#### Exercise brief:
Pictures stay out; everything else in the records below is copied exactly.
BEGIN
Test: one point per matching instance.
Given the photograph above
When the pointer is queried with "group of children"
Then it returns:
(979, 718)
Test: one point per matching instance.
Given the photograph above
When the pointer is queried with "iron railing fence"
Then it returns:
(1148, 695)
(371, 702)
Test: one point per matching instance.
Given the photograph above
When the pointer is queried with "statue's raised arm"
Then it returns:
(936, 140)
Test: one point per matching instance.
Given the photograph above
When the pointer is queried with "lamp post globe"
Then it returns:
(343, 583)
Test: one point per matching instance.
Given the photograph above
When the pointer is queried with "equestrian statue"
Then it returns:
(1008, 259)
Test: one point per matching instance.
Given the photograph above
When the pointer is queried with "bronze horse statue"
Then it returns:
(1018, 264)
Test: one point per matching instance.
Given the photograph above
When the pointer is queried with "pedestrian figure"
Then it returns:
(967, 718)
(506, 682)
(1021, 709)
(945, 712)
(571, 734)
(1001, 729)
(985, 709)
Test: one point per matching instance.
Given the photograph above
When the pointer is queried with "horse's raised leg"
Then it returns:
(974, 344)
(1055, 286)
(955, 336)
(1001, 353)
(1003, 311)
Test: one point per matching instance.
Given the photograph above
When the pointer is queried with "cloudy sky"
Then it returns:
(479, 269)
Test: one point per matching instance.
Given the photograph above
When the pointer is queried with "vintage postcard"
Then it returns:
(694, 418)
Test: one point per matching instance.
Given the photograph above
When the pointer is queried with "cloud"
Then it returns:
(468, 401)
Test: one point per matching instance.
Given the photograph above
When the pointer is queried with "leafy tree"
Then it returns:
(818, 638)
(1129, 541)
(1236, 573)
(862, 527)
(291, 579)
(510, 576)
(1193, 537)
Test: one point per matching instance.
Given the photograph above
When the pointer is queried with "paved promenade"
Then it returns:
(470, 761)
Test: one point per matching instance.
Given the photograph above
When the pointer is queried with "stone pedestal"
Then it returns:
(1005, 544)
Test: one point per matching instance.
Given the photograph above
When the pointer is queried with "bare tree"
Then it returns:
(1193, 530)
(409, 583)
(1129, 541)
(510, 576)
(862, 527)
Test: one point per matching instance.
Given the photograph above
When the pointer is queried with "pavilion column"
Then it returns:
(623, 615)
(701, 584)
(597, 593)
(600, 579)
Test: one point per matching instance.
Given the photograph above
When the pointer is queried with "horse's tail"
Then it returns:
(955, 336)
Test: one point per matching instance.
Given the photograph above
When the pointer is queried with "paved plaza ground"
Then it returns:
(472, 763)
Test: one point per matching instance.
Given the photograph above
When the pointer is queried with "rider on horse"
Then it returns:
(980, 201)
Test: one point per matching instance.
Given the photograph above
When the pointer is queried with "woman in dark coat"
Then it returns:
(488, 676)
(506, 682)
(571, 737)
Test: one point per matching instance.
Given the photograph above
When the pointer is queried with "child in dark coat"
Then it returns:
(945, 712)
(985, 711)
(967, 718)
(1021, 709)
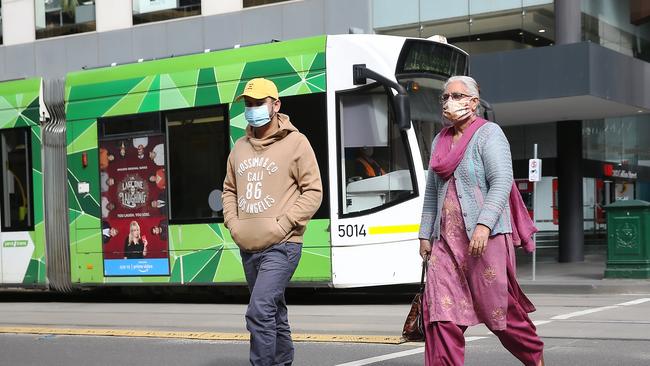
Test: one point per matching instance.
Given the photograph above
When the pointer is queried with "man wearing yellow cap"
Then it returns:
(272, 189)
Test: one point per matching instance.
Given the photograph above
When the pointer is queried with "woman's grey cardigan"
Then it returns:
(483, 183)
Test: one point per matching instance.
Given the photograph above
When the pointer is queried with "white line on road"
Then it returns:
(634, 302)
(390, 356)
END
#### Complete response:
Test: one point per matching instance.
Given the photograph above
When the pointer is queried with "group of children"
Then it returns:
(979, 718)
Test: one point per matching instance.
Given the photograph above
When the pointer is queried with "iron railing fence"
Then it returns:
(1148, 695)
(371, 702)
Test: one point per matching instance.
Given the photograph above
When the pointer is queried with "statue's raised arm"
Then it returns:
(936, 140)
Test: one point per matching instance.
Given the photograph above
When the pointer is queried with "lamp post globe"
Then it returns:
(343, 583)
Test: one point per matching instance.
Given the photograph above
When the pointer is queried with "equestrian statue"
Then it returns:
(1008, 259)
Test: one point per matching instance.
Given the photograph above
When the pointer is queried with "bronze horse statue"
Then it returns:
(1018, 264)
Test: one point per matching instance.
Given the photograph above
When the pointer is queried with "pedestrian figure"
Then it returns:
(967, 718)
(506, 682)
(1021, 709)
(945, 712)
(571, 734)
(1001, 729)
(985, 709)
Test: one point per matching instance.
Given the photograph above
When the pointer is queried with "horse's raised leg"
Then it returns:
(974, 344)
(1055, 286)
(955, 336)
(1001, 353)
(1003, 311)
Test: one point per matching instance.
Given the photograph above
When the pointer is queried with "cloudy sky"
Then it returns:
(479, 269)
Test: one point per matching instance.
Given the photograph above
When the pointer is queried with "vintage postcard"
Then it returns:
(694, 418)
Test: one point per matching instance.
Given the photograph above
When the pointer is queried with "cloud"
Then it returns:
(468, 401)
Test: one point per matching instance.
Given the photograph above
When the pointer is queried with "leafy tree"
Then it returns:
(818, 638)
(1129, 541)
(1236, 573)
(862, 527)
(291, 579)
(510, 576)
(1193, 537)
Test: one point per matching instance.
Given the photograph above
When the pointer is queried with "paved promenade"
Then it returns:
(470, 761)
Test: one point per matching instance.
Given the photograph above
When the pointer is queried with "stone pedestal"
Then it returns:
(1005, 544)
Test: one point per matching instance.
Given the photograph above
When the pointer is queried with "bare tree"
Then it returns:
(1193, 530)
(409, 583)
(1129, 541)
(510, 576)
(862, 527)
Test: one point per matching instance.
Given the photograph above
When the pointer is queried with "pavilion column"
Then it returns:
(623, 615)
(701, 584)
(597, 593)
(600, 579)
Test: one point per matching instance.
Given the photograph above
When the pointer is queried with "horse's tail"
Then it returns:
(955, 336)
Test: one point per matching instance.
Given the photograph above
When the pointer is queried with "paved plaza ground"
Then it returns:
(472, 763)
Test: one point per matching instance.
Given the photograph above
When the pointer is queried with "rider on horse"
Then it returns:
(980, 201)
Test: one point per matching instance.
Given the photograph above
When the pointer is queried with "woman in dark coat"
Then it returns:
(488, 676)
(506, 682)
(571, 737)
Test: one point per matching instance.
Given the photograph above
When the pointer is queried with "child in dark coat"
Then it returns:
(945, 712)
(985, 711)
(967, 718)
(1021, 709)
Test: one point per matching instance.
Given the photograph above
When the pointer is queried with "man wearing yellow cap"
Then it returns:
(272, 189)
Test: one point per matching instance.
Given the photograph above
When the pointer is queried with "woman's grey cardigan"
Then it returns:
(483, 183)
Test: one point per matching instance.
Given the photograph above
When the pointer is queried with "white line on road"
Then it returns:
(634, 302)
(390, 356)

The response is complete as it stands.